> _How to complete this task_
Scan the data below and state how many of its lines contain the word "rocky", giving only the figure.

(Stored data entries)
----------------
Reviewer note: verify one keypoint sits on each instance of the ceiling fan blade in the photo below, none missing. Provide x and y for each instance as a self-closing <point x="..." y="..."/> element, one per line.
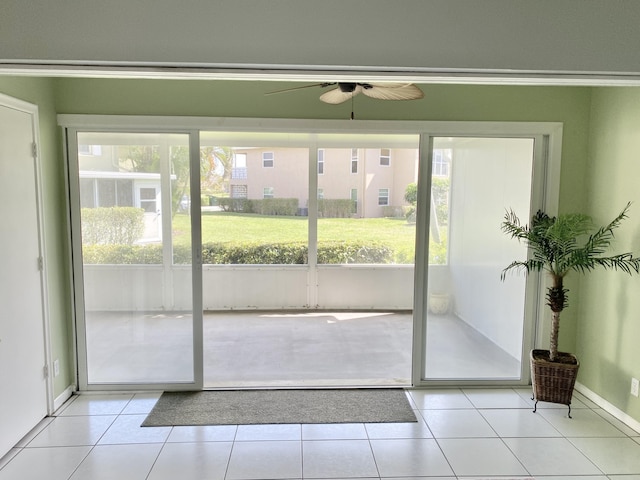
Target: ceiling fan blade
<point x="406" y="91"/>
<point x="337" y="96"/>
<point x="299" y="88"/>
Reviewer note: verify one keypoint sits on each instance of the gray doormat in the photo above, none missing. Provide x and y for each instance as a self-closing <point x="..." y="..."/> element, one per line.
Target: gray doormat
<point x="250" y="407"/>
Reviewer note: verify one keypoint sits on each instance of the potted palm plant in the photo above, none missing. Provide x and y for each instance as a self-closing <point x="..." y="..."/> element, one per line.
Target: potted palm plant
<point x="559" y="245"/>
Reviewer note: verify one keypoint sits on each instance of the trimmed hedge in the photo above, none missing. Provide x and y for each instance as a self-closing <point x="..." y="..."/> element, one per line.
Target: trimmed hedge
<point x="240" y="254"/>
<point x="336" y="207"/>
<point x="112" y="225"/>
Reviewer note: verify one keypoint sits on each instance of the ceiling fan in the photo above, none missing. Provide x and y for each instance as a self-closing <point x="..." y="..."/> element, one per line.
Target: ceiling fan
<point x="347" y="90"/>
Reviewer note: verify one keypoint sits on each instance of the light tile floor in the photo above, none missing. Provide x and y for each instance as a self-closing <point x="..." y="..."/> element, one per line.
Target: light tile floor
<point x="474" y="433"/>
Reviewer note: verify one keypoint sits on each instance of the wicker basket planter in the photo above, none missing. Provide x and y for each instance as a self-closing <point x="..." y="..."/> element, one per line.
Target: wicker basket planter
<point x="553" y="381"/>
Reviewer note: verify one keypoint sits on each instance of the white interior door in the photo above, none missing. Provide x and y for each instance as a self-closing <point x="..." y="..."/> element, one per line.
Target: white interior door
<point x="23" y="402"/>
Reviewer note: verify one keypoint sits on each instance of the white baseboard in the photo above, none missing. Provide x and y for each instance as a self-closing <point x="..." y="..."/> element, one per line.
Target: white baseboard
<point x="63" y="397"/>
<point x="608" y="407"/>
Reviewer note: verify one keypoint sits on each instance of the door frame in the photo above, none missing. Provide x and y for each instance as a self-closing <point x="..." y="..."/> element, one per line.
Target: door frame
<point x="547" y="151"/>
<point x="30" y="109"/>
<point x="544" y="196"/>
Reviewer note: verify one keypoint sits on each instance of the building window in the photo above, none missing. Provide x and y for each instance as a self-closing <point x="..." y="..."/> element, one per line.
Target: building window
<point x="239" y="169"/>
<point x="385" y="157"/>
<point x="383" y="196"/>
<point x="441" y="162"/>
<point x="354" y="199"/>
<point x="239" y="191"/>
<point x="95" y="150"/>
<point x="148" y="199"/>
<point x="267" y="159"/>
<point x="354" y="160"/>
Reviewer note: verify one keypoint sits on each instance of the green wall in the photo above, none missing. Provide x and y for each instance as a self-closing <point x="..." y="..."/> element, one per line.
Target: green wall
<point x="608" y="333"/>
<point x="569" y="105"/>
<point x="40" y="92"/>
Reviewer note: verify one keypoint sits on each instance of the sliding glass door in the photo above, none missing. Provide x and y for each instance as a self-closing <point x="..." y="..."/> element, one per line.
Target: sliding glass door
<point x="475" y="323"/>
<point x="135" y="242"/>
<point x="251" y="256"/>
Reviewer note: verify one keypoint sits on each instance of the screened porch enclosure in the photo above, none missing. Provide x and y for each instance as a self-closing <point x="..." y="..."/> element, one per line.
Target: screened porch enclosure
<point x="307" y="271"/>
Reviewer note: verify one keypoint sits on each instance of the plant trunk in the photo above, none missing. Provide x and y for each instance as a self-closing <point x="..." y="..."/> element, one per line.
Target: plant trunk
<point x="557" y="300"/>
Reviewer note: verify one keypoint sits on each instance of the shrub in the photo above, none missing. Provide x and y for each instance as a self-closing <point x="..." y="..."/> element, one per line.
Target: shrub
<point x="235" y="204"/>
<point x="240" y="254"/>
<point x="112" y="225"/>
<point x="336" y="208"/>
<point x="122" y="254"/>
<point x="353" y="252"/>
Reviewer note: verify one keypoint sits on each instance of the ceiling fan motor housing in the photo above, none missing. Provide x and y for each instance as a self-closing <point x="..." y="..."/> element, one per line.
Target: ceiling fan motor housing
<point x="347" y="87"/>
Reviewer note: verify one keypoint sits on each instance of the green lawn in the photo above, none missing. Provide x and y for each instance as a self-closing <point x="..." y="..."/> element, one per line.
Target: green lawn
<point x="223" y="227"/>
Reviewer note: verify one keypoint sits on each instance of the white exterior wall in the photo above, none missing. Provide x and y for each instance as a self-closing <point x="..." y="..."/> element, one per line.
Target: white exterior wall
<point x="246" y="287"/>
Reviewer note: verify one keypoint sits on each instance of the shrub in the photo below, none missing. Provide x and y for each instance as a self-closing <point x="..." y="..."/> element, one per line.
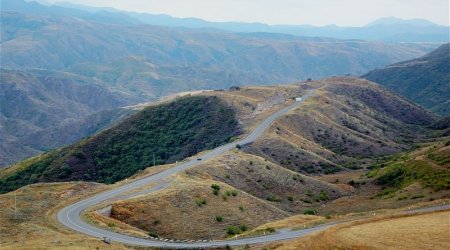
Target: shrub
<point x="233" y="230"/>
<point x="153" y="234"/>
<point x="310" y="212"/>
<point x="200" y="202"/>
<point x="323" y="196"/>
<point x="274" y="198"/>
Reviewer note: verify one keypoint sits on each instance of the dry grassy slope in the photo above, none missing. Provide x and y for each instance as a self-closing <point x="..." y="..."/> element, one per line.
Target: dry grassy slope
<point x="424" y="231"/>
<point x="281" y="187"/>
<point x="36" y="226"/>
<point x="345" y="125"/>
<point x="174" y="212"/>
<point x="254" y="103"/>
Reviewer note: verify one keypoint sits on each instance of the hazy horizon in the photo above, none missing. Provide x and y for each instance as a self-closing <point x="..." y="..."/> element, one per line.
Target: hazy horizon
<point x="342" y="13"/>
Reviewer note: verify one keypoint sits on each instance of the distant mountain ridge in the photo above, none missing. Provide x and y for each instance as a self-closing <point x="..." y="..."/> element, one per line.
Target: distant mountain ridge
<point x="424" y="80"/>
<point x="384" y="29"/>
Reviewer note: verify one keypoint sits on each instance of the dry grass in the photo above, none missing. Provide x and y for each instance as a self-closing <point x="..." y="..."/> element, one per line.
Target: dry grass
<point x="424" y="231"/>
<point x="175" y="213"/>
<point x="293" y="222"/>
<point x="286" y="189"/>
<point x="36" y="226"/>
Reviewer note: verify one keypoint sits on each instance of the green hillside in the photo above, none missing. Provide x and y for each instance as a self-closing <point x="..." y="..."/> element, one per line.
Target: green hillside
<point x="170" y="132"/>
<point x="425" y="80"/>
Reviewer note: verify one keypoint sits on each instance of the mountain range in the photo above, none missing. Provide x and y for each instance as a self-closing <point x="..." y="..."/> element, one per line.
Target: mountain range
<point x="386" y="29"/>
<point x="68" y="65"/>
<point x="424" y="80"/>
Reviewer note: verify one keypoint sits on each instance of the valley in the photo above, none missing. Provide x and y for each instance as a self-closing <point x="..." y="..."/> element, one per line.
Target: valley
<point x="254" y="187"/>
<point x="176" y="125"/>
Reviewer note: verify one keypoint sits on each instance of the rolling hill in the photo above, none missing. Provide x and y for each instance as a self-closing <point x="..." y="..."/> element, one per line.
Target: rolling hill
<point x="368" y="121"/>
<point x="339" y="147"/>
<point x="386" y="29"/>
<point x="127" y="63"/>
<point x="425" y="80"/>
<point x="35" y="105"/>
<point x="156" y="135"/>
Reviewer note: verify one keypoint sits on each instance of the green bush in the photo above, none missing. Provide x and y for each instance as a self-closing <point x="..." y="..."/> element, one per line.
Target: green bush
<point x="200" y="202"/>
<point x="233" y="230"/>
<point x="310" y="212"/>
<point x="243" y="228"/>
<point x="171" y="132"/>
<point x="153" y="234"/>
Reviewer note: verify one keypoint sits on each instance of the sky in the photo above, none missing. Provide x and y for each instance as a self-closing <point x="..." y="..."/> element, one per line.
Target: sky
<point x="314" y="12"/>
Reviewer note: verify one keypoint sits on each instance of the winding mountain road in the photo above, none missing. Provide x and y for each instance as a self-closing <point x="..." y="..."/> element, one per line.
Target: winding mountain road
<point x="70" y="215"/>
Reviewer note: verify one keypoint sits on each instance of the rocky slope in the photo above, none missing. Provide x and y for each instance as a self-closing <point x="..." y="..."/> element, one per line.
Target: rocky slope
----------------
> _Solution_
2